### Written task
Give every entry again, word for word and in full.

# Start of Material supplied

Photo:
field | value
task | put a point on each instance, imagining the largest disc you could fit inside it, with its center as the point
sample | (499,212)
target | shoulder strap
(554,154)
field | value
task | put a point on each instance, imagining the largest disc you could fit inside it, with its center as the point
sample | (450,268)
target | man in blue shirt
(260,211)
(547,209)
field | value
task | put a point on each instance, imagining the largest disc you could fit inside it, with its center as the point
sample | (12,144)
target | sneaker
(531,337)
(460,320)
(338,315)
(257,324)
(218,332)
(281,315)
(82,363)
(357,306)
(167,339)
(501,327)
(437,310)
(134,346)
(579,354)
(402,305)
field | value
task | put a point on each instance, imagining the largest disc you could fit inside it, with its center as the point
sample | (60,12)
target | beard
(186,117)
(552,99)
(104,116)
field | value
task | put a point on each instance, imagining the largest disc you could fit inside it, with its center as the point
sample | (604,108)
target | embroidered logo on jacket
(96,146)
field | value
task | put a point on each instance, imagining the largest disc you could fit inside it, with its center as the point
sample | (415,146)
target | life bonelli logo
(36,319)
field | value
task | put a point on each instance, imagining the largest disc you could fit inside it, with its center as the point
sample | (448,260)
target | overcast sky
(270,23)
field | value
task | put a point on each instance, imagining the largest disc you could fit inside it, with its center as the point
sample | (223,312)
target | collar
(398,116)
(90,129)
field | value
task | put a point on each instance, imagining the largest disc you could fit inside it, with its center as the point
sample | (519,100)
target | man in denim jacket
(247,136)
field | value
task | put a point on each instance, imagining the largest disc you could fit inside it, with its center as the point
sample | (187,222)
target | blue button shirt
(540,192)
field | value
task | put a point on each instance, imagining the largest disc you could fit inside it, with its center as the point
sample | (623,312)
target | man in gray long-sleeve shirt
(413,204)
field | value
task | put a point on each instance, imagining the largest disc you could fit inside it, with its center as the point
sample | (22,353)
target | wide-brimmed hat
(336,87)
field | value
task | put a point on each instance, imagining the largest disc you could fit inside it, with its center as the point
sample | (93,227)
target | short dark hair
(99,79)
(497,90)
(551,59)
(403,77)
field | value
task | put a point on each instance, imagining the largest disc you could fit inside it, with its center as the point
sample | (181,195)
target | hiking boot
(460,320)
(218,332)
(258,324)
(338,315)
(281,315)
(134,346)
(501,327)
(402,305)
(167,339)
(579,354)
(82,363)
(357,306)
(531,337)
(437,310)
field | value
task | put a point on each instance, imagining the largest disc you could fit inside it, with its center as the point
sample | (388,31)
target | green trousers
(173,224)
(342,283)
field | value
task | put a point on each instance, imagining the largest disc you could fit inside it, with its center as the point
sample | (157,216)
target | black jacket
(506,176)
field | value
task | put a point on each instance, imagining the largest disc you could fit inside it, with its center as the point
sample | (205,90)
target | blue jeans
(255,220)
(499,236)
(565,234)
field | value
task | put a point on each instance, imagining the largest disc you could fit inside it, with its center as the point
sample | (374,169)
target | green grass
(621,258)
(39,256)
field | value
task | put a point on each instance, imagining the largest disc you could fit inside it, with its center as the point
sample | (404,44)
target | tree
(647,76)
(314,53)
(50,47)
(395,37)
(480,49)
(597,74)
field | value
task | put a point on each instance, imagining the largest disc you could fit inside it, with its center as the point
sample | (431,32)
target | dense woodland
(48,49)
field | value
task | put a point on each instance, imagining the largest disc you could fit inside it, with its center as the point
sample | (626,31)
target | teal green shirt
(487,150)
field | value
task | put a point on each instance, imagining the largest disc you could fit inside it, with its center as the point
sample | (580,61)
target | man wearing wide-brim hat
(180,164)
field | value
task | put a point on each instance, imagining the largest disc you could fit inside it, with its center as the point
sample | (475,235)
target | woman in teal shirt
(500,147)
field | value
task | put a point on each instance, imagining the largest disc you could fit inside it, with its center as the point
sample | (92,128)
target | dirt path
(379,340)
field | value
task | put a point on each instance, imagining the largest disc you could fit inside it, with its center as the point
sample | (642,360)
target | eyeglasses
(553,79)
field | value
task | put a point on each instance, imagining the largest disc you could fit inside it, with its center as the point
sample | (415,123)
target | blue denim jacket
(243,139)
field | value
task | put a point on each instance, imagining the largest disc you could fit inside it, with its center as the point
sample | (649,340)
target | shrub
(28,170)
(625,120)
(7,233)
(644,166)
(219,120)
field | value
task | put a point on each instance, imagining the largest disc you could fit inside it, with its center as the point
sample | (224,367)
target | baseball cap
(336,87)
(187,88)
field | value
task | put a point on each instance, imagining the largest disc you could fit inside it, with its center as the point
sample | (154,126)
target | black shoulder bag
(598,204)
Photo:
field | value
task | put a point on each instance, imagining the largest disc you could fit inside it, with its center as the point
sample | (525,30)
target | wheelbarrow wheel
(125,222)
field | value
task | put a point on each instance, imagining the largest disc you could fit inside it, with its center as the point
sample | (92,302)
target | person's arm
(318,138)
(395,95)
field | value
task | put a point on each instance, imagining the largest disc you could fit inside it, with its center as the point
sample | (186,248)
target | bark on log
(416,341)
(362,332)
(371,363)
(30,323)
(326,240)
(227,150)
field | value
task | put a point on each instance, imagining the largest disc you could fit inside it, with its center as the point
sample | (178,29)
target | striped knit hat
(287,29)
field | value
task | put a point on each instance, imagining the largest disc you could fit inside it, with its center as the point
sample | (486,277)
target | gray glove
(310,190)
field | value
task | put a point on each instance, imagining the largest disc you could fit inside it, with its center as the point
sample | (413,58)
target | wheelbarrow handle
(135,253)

# End of Material supplied

### Solution to this problem
Photo:
field | value
task | put a point on each instance, imagining the largest disc you could fit inside it, with its center as the point
sample | (499,212)
target | shoulder strap
(554,154)
field | value
task | put a point on each instance, imagining the largest disc you could fit inside it, with its center as the point
sample | (450,268)
target | man in blue shirt
(260,211)
(547,209)
field | value
task | put a point on each instance, imagining the largest disc you could fit inside it, with its center as the point
sample | (12,144)
target | sneaker
(531,337)
(460,320)
(338,315)
(257,324)
(218,332)
(281,315)
(82,363)
(357,306)
(167,339)
(501,327)
(437,310)
(134,346)
(579,354)
(402,305)
field | value
task | put a point on each instance, imagining the largest disc you could fit inside it, with its center as the point
sample | (60,12)
target | beard
(186,117)
(552,99)
(104,116)
field | value
task | put a point on each instance, imagining the largest disc you could fit inside it, with its center as the point
sample | (604,108)
target | embroidered logo on jacket
(96,146)
field | value
task | put a point on each instance, imagining the largest disc you could fit inside it, with its center as the point
sample | (415,146)
target | life bonelli logo
(36,319)
field | value
task | put a point on each instance, imagining the largest disc you could fit inside it, with its center as the point
sample | (448,260)
target | overcast sky
(270,23)
field | value
task | put a point on each instance, imagining the largest disc you could fit inside it, with its center as the point
sample | (223,312)
target | collar
(398,116)
(90,129)
field | value
task | put a point on each instance, imagining the largest disc you could fit inside it, with its center as the point
sample | (519,100)
target | man in denim jacket
(247,136)
field | value
task | put a point on each instance, imagining the largest disc you could fit inside it, with its center as the point
sample | (187,222)
target | blue button shirt
(540,192)
field | value
task | put a point on each instance, imagining the largest disc you could fit inside it, with its center as the point
sample | (623,312)
target | man in gray long-sleeve shirt
(413,204)
field | value
task | put a point on each instance, imagining the largest disc you could fit inside it, with its center as the point
sample | (22,353)
target | wide-brimmed hat
(336,87)
field | value
task | put a point on each instance, imagining the largest disc you could fit inside it, with its center as the point
sample | (93,227)
target | short dark hair
(99,79)
(497,90)
(551,59)
(403,77)
field | value
task | put a point on each instance, imagining the largest disc you could fit inside it, with its center as the point
sample | (181,195)
target | hiking boot
(460,320)
(218,332)
(258,324)
(338,315)
(281,315)
(134,346)
(501,327)
(402,305)
(167,339)
(579,354)
(82,363)
(357,306)
(531,337)
(437,310)
field | value
task | put a point on each instance, imagining the largest disc you could fit inside it, with its center as the point
sample | (388,31)
target | green trousers
(173,224)
(342,283)
field | value
task | put a point on each instance, imagining the largest disc you could fit inside it, with its center as the point
sample | (157,216)
target | black jacket
(506,176)
field | value
task | put a point on each instance, imagining the largest disc you could fit inside it, with its center as the point
sample | (205,90)
target | blue jeans
(255,220)
(499,236)
(565,234)
field | value
task | put a point on each instance, imagining the largest disc you could fit inside it, with its center as the point
sample | (374,169)
target | green grass
(621,258)
(39,256)
field | value
task | put a point on each instance, imagining the largest disc you could fit inside it, with its center as the point
sample | (404,44)
target | tree
(647,76)
(314,53)
(50,47)
(395,37)
(480,49)
(597,74)
field | value
task | put a point on each instance, imagining the largest disc you could fit inside it, with its center as the point
sample | (431,32)
target | dense woodland
(48,49)
field | value
task | put a point on each instance, imagining the largest disc you could fit inside it, with its center as the point
sample | (626,31)
target | teal green shirt
(487,150)
field | value
task | put a point on each instance, imagining the largest disc you could fit inside it, with its center as the point
sample | (580,61)
target | man wearing wide-brim hat
(180,164)
field | value
task | put a point on each instance, imagining the largest disc you could fit inside it, with its center as the point
sample | (475,235)
target | woman in teal shirt
(500,147)
field | value
task | put a point on each instance, imagining the largest disc you could fit inside it, with its center as the point
sample | (92,128)
target | dirt path
(379,340)
field | value
task | put a point on each instance, imagining the largest disc you could fit inside it, with its center as the point
sample | (642,360)
target | eyeglasses
(553,79)
field | value
task | put a point on each instance, imagining the largest disc you could fit inside it, with its center as the point
sample | (415,123)
target | blue denim jacket
(243,139)
field | value
task | put a point on each instance, imagining the largest disc you could fit inside it, with its center as the point
sample | (649,340)
target | shrub
(28,170)
(625,120)
(7,233)
(644,166)
(219,120)
field | value
task | put a point on each instance, imagining the largest disc you could fit inside it, with its center as the point
sample | (224,367)
target | baseball cap
(336,87)
(187,88)
field | value
task | put a point on each instance, imagining the largest disc you could fit inside it, with its center as the point
sample | (154,126)
target | black shoulder bag
(598,204)
Photo:
field | value
task | put a point on each instance, imagining the largest disc you could fit inside it, with its center as the point
sample | (525,30)
target | wheelbarrow wheel
(125,222)
field | value
task | put a point on each instance, imagining the largest disc you could fit inside it, with its center as the point
sample | (92,302)
target | person's arm
(318,138)
(395,95)
field | value
task | put a point on each instance, imagining the largest disc you could fit inside it, with its center as the point
sample | (186,248)
target | bark on log
(416,341)
(362,332)
(371,363)
(30,323)
(326,240)
(227,150)
field | value
task | put a point on each instance, imagining the largest disc you could fit inside it, with its center as the point
sample | (178,29)
target | striped knit hat
(287,29)
field | value
task | put a point on each instance, imagining the largest disc you could fit inside it, with its center as the point
sample | (486,277)
target | gray glove
(310,190)
field | value
task | put a point on each instance, imagining the largest disc you could fit inside it, with its center as the point
sample | (413,58)
target | wheelbarrow handle
(135,253)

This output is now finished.